The task
Copy out, word for word, every line from the one containing "task: segment the flag on pole" down to the last line of the rows below, including both of those lines.

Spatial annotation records
#####
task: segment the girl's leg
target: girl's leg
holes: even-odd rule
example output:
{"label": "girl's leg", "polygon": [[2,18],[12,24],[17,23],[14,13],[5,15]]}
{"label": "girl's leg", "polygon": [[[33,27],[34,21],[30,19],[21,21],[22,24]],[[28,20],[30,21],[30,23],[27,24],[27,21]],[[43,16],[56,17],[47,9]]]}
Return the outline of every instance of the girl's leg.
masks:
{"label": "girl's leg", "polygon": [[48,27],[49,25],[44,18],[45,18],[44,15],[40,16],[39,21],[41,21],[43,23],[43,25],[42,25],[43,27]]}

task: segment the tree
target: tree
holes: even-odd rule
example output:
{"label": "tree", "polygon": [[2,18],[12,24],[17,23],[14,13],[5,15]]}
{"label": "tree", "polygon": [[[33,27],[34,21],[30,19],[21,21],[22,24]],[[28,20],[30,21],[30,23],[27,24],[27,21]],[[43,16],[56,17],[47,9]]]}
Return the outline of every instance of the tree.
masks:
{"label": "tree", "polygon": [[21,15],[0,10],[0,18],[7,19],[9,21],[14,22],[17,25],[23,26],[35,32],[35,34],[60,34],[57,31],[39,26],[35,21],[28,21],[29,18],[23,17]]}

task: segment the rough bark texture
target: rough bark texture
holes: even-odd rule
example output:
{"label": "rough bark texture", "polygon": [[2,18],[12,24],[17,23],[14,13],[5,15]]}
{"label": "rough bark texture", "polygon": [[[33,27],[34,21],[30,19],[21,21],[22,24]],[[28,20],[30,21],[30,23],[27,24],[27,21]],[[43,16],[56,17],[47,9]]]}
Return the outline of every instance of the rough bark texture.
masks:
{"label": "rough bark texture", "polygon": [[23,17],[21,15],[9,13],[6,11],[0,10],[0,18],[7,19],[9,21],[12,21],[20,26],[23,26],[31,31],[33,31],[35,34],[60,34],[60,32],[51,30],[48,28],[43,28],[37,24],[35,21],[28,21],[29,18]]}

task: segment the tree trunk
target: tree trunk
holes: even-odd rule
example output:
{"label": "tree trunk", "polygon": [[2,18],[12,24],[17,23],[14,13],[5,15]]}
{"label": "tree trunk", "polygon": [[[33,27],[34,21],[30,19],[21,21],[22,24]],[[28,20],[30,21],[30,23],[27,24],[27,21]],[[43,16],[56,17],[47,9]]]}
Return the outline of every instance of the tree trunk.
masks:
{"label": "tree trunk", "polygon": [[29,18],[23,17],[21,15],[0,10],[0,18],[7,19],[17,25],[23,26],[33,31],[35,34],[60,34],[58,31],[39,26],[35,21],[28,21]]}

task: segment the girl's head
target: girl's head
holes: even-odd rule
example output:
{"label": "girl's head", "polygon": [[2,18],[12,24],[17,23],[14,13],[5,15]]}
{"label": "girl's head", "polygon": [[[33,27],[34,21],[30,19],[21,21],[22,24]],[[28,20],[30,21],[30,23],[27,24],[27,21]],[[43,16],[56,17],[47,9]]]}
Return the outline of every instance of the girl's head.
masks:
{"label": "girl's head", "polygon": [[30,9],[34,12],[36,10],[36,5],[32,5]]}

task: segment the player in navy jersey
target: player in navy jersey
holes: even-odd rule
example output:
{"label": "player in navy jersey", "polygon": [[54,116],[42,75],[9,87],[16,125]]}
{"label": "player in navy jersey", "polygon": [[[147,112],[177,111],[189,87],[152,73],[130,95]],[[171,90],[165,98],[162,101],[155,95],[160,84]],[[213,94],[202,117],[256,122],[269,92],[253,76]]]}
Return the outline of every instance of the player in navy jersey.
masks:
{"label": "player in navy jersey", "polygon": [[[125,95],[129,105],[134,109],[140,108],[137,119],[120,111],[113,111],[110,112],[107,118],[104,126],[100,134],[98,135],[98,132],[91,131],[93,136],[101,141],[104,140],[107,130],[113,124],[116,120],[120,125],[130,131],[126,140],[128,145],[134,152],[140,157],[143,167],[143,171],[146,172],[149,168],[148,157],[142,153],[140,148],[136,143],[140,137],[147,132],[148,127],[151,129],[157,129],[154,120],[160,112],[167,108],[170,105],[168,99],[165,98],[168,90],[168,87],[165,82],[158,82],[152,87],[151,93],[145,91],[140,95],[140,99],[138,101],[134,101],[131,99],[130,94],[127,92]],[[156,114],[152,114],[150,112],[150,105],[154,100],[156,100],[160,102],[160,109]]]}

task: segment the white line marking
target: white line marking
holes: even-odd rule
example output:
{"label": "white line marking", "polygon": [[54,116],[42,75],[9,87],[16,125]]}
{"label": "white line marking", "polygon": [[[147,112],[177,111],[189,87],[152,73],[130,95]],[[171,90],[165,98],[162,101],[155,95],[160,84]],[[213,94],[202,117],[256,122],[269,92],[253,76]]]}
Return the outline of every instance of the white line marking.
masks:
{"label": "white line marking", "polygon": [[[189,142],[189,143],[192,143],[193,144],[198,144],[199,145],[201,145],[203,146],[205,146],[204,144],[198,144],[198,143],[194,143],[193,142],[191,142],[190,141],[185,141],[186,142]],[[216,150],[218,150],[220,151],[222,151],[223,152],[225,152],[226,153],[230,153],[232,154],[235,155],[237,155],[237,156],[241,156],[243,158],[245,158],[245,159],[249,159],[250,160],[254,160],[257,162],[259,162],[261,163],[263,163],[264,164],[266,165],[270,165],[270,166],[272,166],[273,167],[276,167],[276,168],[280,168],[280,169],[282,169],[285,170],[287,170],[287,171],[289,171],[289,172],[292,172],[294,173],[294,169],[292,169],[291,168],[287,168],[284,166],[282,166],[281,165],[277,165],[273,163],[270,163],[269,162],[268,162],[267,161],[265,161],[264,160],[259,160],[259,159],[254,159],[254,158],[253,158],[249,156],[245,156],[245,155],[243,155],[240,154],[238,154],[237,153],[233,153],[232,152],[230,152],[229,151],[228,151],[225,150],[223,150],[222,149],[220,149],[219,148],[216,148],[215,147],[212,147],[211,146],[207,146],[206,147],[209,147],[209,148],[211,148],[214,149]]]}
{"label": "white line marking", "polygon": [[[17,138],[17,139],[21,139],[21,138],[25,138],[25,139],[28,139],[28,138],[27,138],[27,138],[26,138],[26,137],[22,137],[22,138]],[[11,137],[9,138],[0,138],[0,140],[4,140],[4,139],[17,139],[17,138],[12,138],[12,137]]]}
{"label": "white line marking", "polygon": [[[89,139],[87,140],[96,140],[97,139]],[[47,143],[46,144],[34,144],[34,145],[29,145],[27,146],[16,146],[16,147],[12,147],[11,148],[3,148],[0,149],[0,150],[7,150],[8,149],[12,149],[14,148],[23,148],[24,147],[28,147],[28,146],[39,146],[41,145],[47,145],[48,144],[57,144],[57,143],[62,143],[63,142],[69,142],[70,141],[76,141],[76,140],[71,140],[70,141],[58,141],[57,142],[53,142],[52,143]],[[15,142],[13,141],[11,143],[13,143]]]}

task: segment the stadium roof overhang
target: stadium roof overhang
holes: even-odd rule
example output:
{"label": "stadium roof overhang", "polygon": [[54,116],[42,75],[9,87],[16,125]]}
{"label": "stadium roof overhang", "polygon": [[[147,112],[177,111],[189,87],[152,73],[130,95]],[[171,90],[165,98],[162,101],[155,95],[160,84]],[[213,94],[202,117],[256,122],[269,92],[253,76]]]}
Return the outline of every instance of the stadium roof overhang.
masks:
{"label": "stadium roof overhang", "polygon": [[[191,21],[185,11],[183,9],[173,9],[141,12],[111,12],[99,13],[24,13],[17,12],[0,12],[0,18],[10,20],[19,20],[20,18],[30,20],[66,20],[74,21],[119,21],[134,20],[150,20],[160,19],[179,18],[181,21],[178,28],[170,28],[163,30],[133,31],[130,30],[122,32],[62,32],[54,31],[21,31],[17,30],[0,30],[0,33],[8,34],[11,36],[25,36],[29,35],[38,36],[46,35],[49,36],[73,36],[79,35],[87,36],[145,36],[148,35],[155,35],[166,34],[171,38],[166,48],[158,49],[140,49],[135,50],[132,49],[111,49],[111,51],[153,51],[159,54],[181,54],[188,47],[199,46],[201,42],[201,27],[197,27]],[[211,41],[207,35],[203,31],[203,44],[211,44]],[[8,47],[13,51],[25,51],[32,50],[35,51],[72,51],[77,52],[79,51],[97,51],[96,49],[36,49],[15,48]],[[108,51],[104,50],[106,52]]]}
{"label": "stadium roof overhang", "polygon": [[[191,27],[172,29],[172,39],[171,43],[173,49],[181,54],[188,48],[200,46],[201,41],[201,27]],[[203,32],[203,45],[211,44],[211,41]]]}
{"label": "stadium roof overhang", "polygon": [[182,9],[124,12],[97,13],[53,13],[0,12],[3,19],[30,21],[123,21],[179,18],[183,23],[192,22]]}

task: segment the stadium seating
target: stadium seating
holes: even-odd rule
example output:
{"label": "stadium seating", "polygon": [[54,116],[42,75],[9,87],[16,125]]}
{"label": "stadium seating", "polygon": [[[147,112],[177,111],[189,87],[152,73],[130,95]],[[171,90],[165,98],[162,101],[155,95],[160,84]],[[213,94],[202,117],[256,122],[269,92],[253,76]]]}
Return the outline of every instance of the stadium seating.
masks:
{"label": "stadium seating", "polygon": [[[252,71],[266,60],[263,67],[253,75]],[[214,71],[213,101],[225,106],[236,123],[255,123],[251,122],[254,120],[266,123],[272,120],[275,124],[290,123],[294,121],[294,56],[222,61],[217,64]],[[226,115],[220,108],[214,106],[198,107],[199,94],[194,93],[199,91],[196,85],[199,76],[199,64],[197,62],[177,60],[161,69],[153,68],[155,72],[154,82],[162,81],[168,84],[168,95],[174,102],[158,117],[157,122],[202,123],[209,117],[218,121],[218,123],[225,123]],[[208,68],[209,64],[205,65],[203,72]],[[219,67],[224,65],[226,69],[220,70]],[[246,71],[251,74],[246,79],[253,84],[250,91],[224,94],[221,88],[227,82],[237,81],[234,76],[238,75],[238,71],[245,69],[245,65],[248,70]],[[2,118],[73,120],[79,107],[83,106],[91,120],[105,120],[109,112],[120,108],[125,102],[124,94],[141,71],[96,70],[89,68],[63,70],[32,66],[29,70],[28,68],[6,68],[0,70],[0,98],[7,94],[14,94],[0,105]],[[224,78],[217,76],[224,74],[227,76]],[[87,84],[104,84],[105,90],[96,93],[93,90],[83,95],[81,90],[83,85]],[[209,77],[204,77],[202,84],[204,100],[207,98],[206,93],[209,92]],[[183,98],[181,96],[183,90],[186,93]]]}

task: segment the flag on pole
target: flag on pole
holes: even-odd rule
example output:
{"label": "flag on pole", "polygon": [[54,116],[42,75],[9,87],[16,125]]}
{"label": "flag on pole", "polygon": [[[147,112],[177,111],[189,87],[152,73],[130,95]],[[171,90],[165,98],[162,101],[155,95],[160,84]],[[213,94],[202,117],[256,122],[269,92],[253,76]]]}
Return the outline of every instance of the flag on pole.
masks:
#####
Reply
task: segment the flag on pole
target: flag on pole
holes: even-odd rule
example output:
{"label": "flag on pole", "polygon": [[54,116],[42,75],[9,87],[16,125]]}
{"label": "flag on pole", "polygon": [[[147,112],[177,111],[189,87],[152,73],[130,95]],[[171,90],[165,98],[162,101],[155,95],[160,84]],[[213,94],[202,117],[256,122],[269,92],[253,76]]]}
Return the outline of every instance of the flag on pole.
masks:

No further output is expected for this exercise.